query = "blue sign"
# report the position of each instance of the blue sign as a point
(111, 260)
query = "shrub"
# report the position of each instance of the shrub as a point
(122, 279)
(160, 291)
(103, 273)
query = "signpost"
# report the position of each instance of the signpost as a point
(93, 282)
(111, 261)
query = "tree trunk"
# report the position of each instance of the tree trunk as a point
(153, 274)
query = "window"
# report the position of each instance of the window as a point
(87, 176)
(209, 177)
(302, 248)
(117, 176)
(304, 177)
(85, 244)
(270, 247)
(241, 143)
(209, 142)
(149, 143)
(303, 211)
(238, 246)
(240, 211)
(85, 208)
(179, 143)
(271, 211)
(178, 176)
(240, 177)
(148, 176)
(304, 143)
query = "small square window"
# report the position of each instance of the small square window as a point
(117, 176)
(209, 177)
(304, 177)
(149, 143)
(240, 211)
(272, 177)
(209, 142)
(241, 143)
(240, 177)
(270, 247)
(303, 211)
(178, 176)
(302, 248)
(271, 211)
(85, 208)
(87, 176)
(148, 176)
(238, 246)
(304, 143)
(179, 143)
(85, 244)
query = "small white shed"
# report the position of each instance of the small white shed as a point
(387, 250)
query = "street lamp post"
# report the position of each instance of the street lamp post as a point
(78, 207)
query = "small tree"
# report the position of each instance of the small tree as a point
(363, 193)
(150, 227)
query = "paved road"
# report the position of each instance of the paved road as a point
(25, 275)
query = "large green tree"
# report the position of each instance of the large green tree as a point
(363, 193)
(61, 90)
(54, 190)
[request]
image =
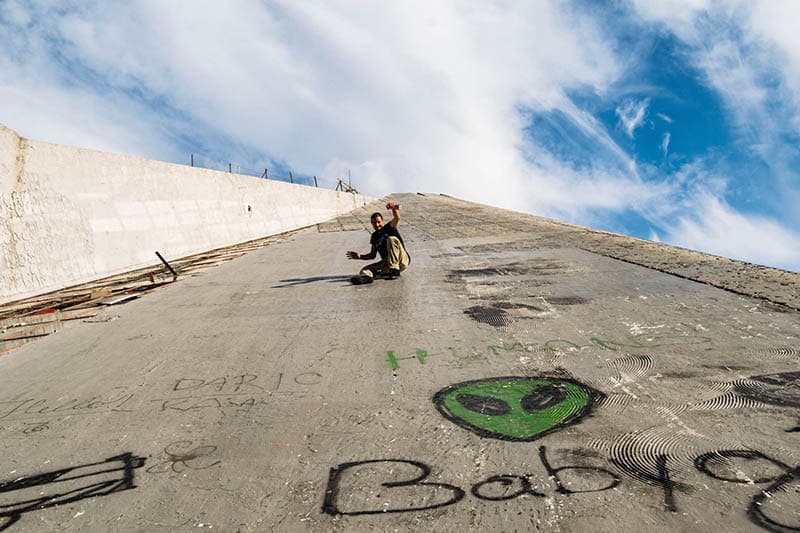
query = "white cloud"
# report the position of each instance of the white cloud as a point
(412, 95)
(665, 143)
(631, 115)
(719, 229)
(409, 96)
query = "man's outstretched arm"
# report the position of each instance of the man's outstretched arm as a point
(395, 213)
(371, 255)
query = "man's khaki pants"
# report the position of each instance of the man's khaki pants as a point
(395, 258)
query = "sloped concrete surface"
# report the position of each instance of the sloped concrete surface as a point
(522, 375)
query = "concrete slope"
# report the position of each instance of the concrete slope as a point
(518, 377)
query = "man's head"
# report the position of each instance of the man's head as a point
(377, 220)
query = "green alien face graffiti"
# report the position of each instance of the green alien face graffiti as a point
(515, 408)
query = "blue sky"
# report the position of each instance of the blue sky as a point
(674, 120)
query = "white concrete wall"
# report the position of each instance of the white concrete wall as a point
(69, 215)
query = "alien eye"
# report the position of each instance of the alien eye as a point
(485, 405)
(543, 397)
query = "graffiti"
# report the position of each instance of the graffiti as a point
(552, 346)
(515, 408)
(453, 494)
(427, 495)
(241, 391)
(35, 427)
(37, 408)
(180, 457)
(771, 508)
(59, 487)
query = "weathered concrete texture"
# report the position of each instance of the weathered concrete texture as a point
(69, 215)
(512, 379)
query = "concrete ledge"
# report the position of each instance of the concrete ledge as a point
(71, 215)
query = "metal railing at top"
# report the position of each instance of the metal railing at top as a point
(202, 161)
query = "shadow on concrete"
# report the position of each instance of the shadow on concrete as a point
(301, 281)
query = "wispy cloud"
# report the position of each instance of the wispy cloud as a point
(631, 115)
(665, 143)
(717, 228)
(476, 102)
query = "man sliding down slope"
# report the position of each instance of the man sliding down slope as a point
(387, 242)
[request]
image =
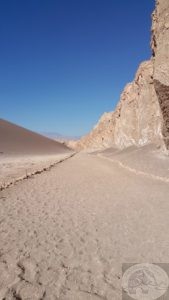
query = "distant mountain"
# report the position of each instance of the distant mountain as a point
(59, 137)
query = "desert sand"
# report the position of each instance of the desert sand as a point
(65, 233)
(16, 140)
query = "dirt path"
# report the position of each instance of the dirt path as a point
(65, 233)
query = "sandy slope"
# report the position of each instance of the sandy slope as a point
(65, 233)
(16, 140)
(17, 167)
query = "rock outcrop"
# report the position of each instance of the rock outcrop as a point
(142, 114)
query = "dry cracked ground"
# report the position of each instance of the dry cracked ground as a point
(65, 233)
--
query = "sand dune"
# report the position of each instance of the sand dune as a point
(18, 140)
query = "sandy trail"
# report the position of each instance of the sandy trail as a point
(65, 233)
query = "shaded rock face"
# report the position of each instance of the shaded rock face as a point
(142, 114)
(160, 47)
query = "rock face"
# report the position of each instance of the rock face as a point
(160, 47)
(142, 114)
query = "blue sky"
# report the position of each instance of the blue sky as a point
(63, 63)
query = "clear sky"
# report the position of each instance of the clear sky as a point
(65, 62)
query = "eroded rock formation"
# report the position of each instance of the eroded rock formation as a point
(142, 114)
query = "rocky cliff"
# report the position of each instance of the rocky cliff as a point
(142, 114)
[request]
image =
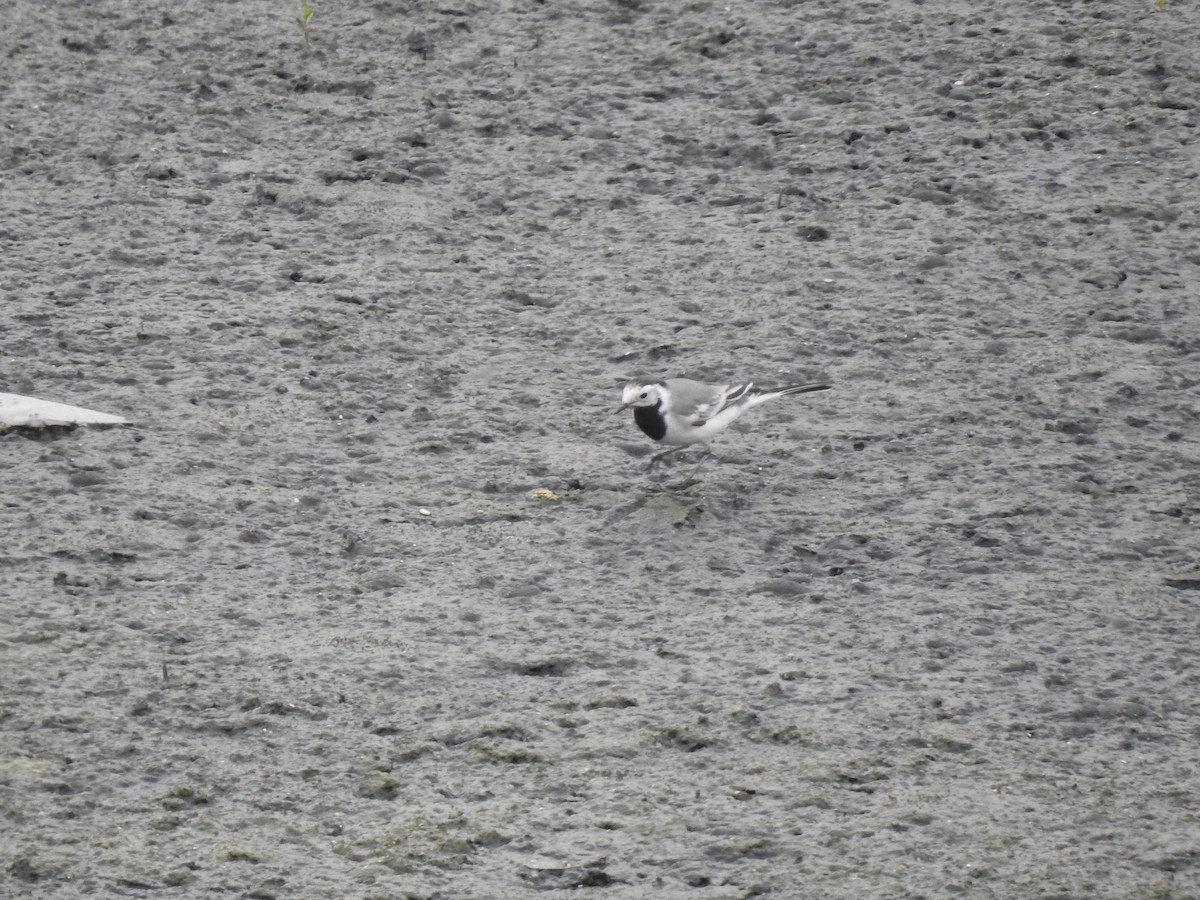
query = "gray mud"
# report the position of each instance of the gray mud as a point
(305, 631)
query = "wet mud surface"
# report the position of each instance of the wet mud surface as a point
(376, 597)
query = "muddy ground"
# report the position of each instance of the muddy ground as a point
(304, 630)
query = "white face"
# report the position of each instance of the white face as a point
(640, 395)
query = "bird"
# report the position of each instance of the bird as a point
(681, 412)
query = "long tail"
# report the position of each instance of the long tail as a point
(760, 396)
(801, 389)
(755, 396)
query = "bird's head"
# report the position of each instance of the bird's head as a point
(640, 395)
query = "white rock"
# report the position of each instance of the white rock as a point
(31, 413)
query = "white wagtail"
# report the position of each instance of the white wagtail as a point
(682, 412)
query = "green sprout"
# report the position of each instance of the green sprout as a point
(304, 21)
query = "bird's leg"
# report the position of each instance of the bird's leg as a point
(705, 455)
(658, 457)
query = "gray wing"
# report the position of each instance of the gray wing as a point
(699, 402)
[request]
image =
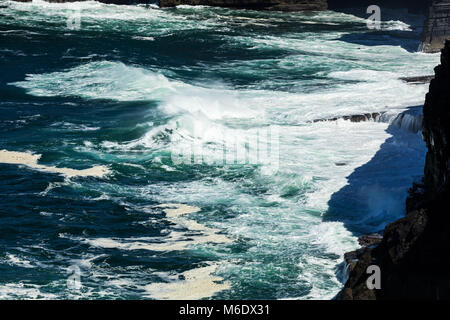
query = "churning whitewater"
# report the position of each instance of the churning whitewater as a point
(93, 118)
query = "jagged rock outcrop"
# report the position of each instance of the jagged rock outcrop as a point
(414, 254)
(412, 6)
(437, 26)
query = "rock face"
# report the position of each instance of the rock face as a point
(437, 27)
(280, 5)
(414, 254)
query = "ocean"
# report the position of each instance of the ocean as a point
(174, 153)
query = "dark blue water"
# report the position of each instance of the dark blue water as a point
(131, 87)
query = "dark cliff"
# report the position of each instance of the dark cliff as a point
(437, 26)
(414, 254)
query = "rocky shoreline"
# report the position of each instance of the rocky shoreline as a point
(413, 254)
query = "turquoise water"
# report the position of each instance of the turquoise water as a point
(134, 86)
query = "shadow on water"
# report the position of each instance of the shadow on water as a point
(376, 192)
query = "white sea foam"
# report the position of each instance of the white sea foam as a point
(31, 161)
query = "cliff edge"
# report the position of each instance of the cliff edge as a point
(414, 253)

■ SHORT PROBLEM ■
How many lines of the material above contain the word "railing"? Reply with the number alone.

■ THE ANSWER ■
2